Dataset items
>> Start

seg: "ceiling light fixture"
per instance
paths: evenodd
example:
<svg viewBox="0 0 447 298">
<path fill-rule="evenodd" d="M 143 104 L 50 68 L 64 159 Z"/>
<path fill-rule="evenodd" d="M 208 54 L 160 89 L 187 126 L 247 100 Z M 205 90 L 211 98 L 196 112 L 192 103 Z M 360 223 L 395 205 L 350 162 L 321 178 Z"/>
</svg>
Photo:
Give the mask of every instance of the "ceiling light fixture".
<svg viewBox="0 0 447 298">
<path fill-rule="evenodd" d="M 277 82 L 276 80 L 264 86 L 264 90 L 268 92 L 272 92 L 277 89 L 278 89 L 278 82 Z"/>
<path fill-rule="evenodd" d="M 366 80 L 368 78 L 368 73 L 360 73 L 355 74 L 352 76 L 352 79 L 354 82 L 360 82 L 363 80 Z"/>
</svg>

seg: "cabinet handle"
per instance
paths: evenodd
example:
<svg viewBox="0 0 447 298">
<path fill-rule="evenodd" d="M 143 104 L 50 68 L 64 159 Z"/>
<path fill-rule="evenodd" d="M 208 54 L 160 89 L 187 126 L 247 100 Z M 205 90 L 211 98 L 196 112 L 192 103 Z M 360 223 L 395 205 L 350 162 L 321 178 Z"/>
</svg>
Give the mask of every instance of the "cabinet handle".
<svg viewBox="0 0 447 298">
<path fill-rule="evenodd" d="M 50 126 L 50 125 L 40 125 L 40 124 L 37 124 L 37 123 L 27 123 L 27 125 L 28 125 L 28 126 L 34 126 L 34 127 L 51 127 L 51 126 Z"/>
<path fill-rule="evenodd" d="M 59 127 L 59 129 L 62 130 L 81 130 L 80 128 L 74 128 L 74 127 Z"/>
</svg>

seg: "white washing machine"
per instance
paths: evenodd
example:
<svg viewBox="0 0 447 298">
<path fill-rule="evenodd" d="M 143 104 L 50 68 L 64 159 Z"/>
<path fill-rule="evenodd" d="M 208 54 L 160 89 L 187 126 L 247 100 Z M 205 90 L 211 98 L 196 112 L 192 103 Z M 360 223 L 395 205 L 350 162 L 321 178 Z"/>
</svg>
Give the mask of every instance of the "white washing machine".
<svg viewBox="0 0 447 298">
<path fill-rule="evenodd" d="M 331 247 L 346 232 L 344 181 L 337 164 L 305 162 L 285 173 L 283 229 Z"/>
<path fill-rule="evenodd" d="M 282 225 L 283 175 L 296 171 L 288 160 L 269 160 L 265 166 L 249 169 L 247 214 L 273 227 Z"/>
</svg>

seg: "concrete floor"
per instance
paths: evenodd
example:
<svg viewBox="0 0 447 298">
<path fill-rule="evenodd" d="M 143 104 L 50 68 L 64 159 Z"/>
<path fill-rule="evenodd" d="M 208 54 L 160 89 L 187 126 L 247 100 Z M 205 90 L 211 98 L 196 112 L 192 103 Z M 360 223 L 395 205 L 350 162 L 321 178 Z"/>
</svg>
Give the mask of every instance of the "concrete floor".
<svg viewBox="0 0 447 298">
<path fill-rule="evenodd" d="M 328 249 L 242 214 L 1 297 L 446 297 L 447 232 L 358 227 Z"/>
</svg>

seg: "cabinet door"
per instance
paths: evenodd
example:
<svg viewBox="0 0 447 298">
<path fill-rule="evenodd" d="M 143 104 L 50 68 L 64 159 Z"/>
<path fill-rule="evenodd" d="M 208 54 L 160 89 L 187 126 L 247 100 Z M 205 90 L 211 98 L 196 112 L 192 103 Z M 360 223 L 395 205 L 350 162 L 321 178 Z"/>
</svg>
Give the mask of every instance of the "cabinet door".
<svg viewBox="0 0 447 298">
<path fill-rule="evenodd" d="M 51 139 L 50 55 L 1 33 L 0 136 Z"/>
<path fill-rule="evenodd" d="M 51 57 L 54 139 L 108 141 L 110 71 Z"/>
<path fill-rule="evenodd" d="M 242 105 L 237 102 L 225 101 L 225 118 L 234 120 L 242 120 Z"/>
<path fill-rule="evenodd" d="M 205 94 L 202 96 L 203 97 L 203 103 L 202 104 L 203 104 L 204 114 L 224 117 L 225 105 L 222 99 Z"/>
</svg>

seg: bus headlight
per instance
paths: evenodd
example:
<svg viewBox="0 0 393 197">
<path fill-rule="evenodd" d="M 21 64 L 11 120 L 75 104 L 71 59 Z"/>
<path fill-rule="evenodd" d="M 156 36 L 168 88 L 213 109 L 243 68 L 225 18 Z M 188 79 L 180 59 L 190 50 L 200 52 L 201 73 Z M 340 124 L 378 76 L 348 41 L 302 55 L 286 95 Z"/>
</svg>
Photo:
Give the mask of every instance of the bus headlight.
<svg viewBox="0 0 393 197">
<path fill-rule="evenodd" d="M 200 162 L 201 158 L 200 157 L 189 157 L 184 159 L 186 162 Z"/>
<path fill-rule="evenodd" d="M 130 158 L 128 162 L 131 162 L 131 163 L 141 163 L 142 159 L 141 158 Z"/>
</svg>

>> End

* Written instruction *
Count the lines in the material above that contain the string "concrete", matching case exactly. Give only the number.

* Expected answer *
2